> [Work instructions]: For each line below that includes the word "green", make a copy.

> [Material supplied]:
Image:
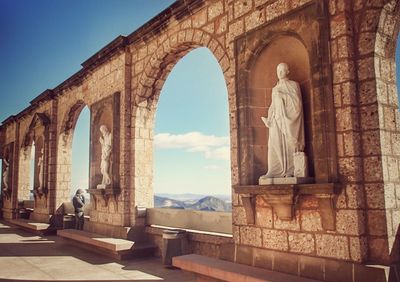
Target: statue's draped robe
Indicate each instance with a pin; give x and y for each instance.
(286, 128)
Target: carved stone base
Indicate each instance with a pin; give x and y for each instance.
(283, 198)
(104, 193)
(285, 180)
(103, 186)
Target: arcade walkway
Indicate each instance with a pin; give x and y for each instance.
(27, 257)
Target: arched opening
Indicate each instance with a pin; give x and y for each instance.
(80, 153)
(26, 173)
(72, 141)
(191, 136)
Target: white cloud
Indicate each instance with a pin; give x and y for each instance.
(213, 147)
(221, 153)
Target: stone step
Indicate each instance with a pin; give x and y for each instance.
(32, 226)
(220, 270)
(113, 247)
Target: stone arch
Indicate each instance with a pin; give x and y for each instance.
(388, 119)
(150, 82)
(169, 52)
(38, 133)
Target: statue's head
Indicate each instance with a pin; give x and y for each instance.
---
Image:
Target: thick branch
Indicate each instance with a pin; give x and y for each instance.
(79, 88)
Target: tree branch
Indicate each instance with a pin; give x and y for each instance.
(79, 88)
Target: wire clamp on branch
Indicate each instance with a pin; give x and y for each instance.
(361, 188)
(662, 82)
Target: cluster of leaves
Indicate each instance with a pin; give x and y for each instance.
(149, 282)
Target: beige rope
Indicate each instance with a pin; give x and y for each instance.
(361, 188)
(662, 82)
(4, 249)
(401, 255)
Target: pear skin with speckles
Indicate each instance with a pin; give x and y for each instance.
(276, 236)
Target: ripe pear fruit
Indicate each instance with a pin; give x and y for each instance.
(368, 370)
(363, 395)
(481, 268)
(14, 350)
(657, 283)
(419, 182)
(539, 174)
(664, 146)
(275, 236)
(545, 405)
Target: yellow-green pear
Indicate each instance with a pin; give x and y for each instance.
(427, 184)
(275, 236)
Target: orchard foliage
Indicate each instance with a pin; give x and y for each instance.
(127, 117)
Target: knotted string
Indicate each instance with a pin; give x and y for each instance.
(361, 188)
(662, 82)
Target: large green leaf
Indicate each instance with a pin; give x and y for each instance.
* * *
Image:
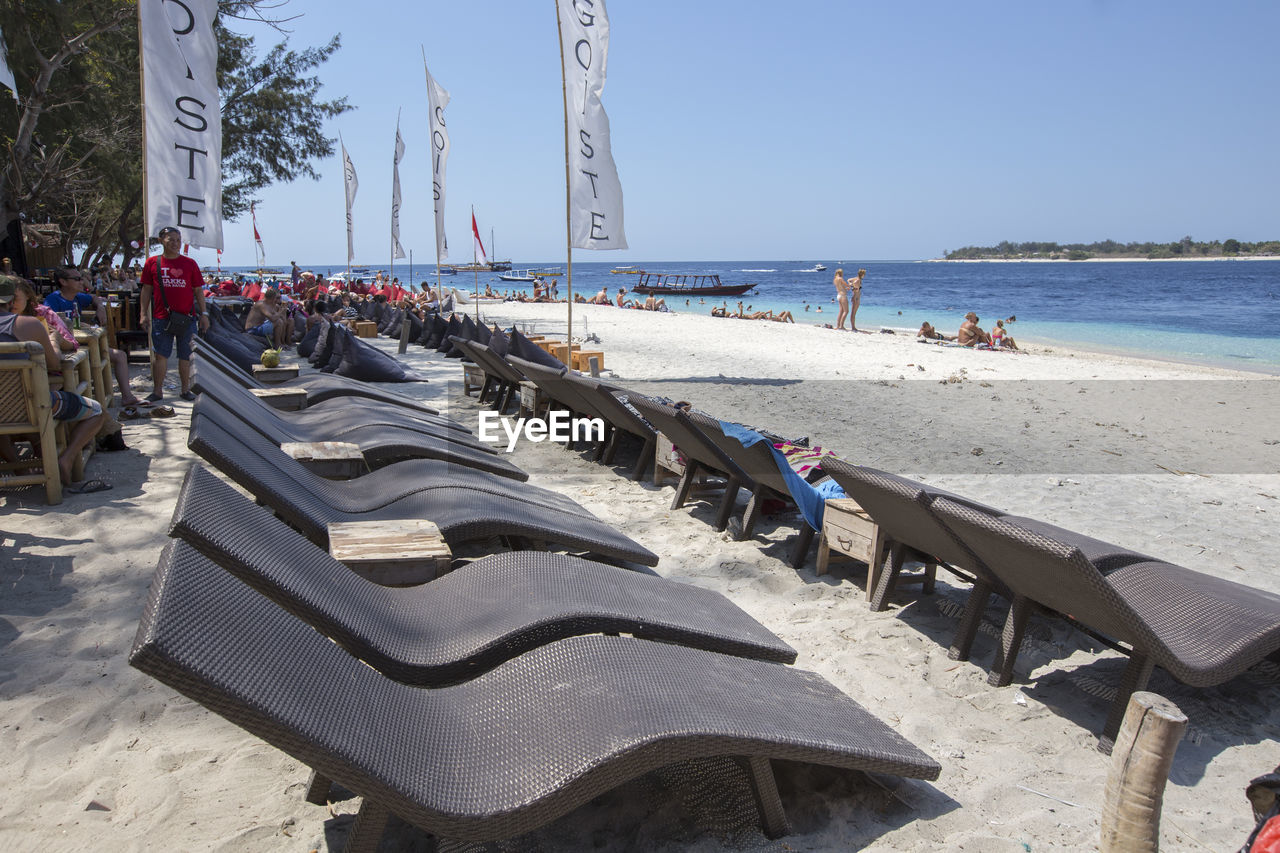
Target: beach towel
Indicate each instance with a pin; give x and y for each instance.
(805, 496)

> [Solution for this task]:
Target: yellow-green pear
Target: large green leaf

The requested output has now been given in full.